Task to complete:
Update the lines below so that every "single marker" reads "single point", leaving all other text unchanged.

** start of Input rows **

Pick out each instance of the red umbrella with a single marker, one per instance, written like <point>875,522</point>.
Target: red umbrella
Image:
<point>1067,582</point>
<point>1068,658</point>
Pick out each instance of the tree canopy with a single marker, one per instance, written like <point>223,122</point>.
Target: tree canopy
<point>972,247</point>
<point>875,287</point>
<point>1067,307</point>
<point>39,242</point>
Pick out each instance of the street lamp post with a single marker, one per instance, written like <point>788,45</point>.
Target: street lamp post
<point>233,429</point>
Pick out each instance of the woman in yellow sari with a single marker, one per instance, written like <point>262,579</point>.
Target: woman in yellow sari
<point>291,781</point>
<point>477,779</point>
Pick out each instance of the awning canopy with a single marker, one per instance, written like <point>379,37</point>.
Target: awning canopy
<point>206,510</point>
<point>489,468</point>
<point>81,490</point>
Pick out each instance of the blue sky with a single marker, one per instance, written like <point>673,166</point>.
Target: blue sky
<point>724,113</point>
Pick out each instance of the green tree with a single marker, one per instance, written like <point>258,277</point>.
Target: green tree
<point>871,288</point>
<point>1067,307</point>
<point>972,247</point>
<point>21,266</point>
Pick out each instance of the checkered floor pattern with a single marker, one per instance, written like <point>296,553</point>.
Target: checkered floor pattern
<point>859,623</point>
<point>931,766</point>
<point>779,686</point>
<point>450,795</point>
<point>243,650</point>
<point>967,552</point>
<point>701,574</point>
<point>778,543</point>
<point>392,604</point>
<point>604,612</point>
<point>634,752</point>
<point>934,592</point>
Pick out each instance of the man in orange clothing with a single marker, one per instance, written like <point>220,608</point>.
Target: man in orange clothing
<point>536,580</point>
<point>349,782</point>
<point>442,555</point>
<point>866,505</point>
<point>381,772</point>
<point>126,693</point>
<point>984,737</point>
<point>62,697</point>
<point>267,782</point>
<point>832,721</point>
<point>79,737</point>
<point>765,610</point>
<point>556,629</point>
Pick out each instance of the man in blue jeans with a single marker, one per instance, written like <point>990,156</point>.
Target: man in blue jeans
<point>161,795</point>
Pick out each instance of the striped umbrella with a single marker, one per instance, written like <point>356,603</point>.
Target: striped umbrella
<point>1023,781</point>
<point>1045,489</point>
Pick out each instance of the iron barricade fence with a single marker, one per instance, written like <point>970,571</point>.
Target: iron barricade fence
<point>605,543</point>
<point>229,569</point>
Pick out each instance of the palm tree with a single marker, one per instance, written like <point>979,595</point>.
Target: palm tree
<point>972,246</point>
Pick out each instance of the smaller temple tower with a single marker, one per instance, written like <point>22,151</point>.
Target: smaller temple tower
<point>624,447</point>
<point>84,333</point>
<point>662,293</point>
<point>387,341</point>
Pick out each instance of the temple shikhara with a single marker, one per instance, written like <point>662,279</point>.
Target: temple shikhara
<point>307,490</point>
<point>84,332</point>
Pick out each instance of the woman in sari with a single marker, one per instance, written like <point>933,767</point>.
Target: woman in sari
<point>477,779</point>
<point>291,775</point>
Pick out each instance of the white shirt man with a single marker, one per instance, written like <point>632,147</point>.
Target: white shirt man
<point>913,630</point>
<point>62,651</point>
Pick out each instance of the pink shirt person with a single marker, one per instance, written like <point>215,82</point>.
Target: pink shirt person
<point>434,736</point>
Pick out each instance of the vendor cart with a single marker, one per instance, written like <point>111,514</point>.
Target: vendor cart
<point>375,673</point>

** end of Input rows **

Exercise solution:
Pick out each instance of the red umbrella with a single point, one per instance, written like <point>875,522</point>.
Target: red umbrella
Image:
<point>1067,582</point>
<point>1068,658</point>
Pick out each instance of the tree canopy with a single point, one per instance, written like <point>223,122</point>.
Target: tree canopy
<point>972,247</point>
<point>875,287</point>
<point>1067,307</point>
<point>39,242</point>
Pick out each instance of the street lamp post with a single point, one per instance, written like <point>788,45</point>.
Target: street lamp post
<point>233,429</point>
Pick out each instance of the woman in yellow sari with a single point, one per instance, written like <point>262,579</point>.
Target: woman in yellow sari
<point>291,781</point>
<point>477,779</point>
Pick out each instance of the awning canopy with a single point, one per instance, written like <point>379,37</point>.
Target: awning canopy
<point>206,510</point>
<point>489,468</point>
<point>81,490</point>
Pick out each instance of the blue sky with a single point, one per instance, written like <point>673,166</point>.
Target: blue sky
<point>724,113</point>
Pick out each instance of the green tree with a single point, one per instance, written like <point>258,277</point>.
Target: green tree
<point>871,288</point>
<point>1067,307</point>
<point>972,247</point>
<point>21,266</point>
Pick out each instance of the checkered floor pattern with a single point, one per instance, written like <point>296,553</point>.
Target: checkered floor pattern
<point>859,623</point>
<point>931,766</point>
<point>779,686</point>
<point>450,795</point>
<point>243,650</point>
<point>967,552</point>
<point>701,574</point>
<point>778,543</point>
<point>392,604</point>
<point>604,612</point>
<point>634,752</point>
<point>934,592</point>
Pick out each instance of the man in orange clothing with a single point, one per instance, written like <point>220,608</point>.
Target: man in orange clothing
<point>536,580</point>
<point>349,782</point>
<point>442,555</point>
<point>866,505</point>
<point>381,772</point>
<point>126,693</point>
<point>984,737</point>
<point>62,697</point>
<point>267,782</point>
<point>832,721</point>
<point>79,737</point>
<point>765,610</point>
<point>556,629</point>
Pick out each instance of the man in blue jeans with a single point, one per instance, written like <point>990,156</point>.
Target: man in blue jeans
<point>161,795</point>
Pick out each instance of the striped umbrella with a single point, one per instance, written like <point>356,603</point>.
Target: striped umbrella
<point>1023,781</point>
<point>1045,489</point>
Pick out each instance of the iron barricade fence with a single point, one per instance, written like <point>970,571</point>.
Target: iron barricade fence
<point>605,543</point>
<point>229,569</point>
Pick out each instance of the palm tree with a single point, one per instance, written like <point>979,595</point>.
Target: palm tree
<point>972,246</point>
Pick out each instance of the smaller temple tower with a single point, one per instance, written like <point>22,151</point>.
Target: smaller temple tower
<point>624,447</point>
<point>84,333</point>
<point>662,293</point>
<point>387,341</point>
Pick out each instance of the temple shikhara with a single point, one per instance, written like <point>662,279</point>.
Target: temple shikhara
<point>307,490</point>
<point>84,332</point>
Pick out each instance of the woman in sari with a single point, one per instance, written like <point>933,767</point>.
Target: woman in sari
<point>477,779</point>
<point>291,775</point>
Pick out each instance of the white shirt man with a single point, one per instance, written like <point>632,147</point>.
Target: white shirt man
<point>913,630</point>
<point>62,651</point>
Pick out each instance of the pink shirt person with a single point, one per instance, written like <point>215,82</point>.
Target: pink shirt person
<point>434,736</point>
Pick out each instance of the vendor cart with a single point, one per instance, written like <point>111,514</point>.
Target: vendor cart
<point>375,673</point>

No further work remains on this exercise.